=== Task to complete ===
Reproduce, exactly and in full, only the lines below from the one containing "of the yellow" through the one containing "of the water".

(Data shown)

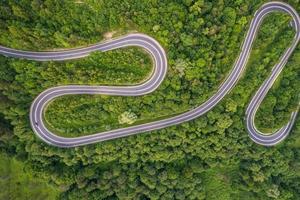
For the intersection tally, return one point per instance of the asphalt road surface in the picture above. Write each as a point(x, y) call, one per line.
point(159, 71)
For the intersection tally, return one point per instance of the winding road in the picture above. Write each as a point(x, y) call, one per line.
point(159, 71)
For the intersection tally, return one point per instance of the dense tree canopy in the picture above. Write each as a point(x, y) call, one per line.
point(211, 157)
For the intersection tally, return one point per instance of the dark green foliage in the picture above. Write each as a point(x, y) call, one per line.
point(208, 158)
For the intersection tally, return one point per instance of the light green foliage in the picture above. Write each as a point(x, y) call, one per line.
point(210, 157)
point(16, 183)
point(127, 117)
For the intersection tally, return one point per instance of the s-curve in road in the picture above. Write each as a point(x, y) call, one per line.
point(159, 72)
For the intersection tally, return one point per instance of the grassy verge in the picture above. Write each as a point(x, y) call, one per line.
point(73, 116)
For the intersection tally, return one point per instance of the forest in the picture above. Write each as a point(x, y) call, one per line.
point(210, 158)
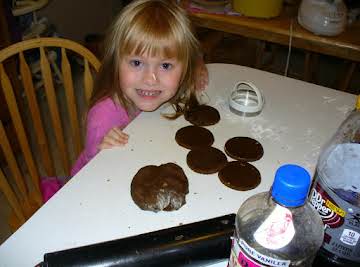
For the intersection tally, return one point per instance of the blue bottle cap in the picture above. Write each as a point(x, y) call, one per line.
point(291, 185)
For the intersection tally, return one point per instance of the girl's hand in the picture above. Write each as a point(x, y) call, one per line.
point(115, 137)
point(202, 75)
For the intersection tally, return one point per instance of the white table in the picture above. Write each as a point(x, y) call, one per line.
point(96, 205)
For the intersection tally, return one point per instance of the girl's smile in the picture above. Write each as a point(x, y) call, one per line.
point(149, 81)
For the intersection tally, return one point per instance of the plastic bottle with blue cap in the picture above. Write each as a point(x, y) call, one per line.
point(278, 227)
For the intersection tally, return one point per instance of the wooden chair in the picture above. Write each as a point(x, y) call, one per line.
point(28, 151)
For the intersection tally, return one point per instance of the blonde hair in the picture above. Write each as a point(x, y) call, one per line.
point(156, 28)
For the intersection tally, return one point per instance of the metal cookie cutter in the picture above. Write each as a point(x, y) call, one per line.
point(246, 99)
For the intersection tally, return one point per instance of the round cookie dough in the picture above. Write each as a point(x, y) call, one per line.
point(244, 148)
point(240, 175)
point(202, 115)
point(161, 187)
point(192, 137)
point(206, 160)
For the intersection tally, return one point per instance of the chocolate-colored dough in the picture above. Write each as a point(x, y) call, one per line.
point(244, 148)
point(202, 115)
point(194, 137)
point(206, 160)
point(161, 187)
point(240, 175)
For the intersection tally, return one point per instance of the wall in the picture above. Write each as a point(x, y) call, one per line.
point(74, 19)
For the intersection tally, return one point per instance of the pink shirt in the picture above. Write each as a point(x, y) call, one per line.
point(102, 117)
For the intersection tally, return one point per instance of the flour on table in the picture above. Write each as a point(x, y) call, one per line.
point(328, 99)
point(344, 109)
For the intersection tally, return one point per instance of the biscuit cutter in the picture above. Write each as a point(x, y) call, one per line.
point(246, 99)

(End Data shown)
(Data shown)

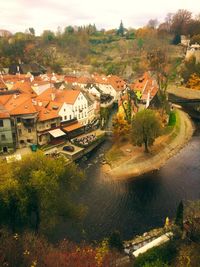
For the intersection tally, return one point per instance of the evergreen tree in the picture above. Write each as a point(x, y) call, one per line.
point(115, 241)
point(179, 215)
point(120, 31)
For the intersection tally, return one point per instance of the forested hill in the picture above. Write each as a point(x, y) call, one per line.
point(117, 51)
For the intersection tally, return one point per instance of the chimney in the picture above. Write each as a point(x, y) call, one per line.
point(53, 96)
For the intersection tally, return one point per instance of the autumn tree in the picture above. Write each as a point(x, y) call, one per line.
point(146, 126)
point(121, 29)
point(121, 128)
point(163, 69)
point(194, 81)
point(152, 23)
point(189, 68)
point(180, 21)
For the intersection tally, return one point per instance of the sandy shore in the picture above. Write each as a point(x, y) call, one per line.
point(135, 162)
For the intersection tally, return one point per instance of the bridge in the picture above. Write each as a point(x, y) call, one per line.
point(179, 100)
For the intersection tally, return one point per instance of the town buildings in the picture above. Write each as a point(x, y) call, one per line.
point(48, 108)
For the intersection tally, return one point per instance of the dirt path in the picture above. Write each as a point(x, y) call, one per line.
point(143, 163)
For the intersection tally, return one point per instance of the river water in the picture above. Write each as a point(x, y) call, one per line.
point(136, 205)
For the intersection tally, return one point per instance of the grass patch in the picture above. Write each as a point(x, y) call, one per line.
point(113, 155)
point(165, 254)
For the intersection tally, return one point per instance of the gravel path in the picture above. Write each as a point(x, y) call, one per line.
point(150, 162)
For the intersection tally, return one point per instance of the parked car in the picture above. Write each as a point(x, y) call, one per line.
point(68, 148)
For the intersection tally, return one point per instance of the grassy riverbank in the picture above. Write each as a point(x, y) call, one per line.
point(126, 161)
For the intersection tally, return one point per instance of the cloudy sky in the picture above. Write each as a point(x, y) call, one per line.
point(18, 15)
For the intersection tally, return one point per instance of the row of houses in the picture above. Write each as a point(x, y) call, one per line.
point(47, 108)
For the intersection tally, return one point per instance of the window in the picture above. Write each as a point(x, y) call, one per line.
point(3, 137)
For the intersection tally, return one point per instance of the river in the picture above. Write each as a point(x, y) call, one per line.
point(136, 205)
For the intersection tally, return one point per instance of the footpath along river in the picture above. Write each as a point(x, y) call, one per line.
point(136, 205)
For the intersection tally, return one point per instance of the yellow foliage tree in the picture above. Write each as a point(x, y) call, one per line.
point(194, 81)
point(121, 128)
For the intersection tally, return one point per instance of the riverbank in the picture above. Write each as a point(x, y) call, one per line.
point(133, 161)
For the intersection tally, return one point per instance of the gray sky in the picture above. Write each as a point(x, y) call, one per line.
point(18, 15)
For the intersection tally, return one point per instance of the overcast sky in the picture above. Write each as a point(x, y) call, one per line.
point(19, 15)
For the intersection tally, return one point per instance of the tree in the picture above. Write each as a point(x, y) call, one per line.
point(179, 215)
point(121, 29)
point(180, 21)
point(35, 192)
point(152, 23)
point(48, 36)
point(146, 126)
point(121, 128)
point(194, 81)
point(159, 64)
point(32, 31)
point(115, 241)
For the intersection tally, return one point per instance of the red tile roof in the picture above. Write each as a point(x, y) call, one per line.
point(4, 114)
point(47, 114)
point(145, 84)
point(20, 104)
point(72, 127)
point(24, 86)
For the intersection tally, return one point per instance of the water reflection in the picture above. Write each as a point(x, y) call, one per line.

(End Data shown)

=== Exercise result ===
For the intersection tally, return one point per instance of the yellow foliage tree in the picture above. Write each as a point(x, y) call, one per line.
point(194, 81)
point(121, 128)
For the intersection tally, return one point per instance of the riverbank in the picture above. Write each as a point(x, y) call, one per line.
point(133, 161)
For the intersection tally, return one point per instance of the gray sky in the picture above. Write each as a point(x, y) call, one per line.
point(18, 15)
For the intersection tally, return one point per instance of the overcast sky in the picture above. Write each as a point(x, y) call, one per line.
point(19, 15)
For the intersection tally, return one point per instance of the tree in the picture above. Write each as a point(x, y) call, one per line.
point(179, 215)
point(121, 29)
point(180, 21)
point(35, 192)
point(152, 23)
point(48, 36)
point(146, 126)
point(121, 128)
point(194, 81)
point(159, 64)
point(32, 31)
point(115, 241)
For the intersection tally, return one point per instance of the red tile roof in the picture above. Write each as a point(x, y) call, one per line.
point(4, 114)
point(47, 114)
point(145, 84)
point(20, 104)
point(72, 127)
point(24, 86)
For the intersection tally, return one point per instance of the water reflection in the picture above. Write each as a point(x, y) call, one per line.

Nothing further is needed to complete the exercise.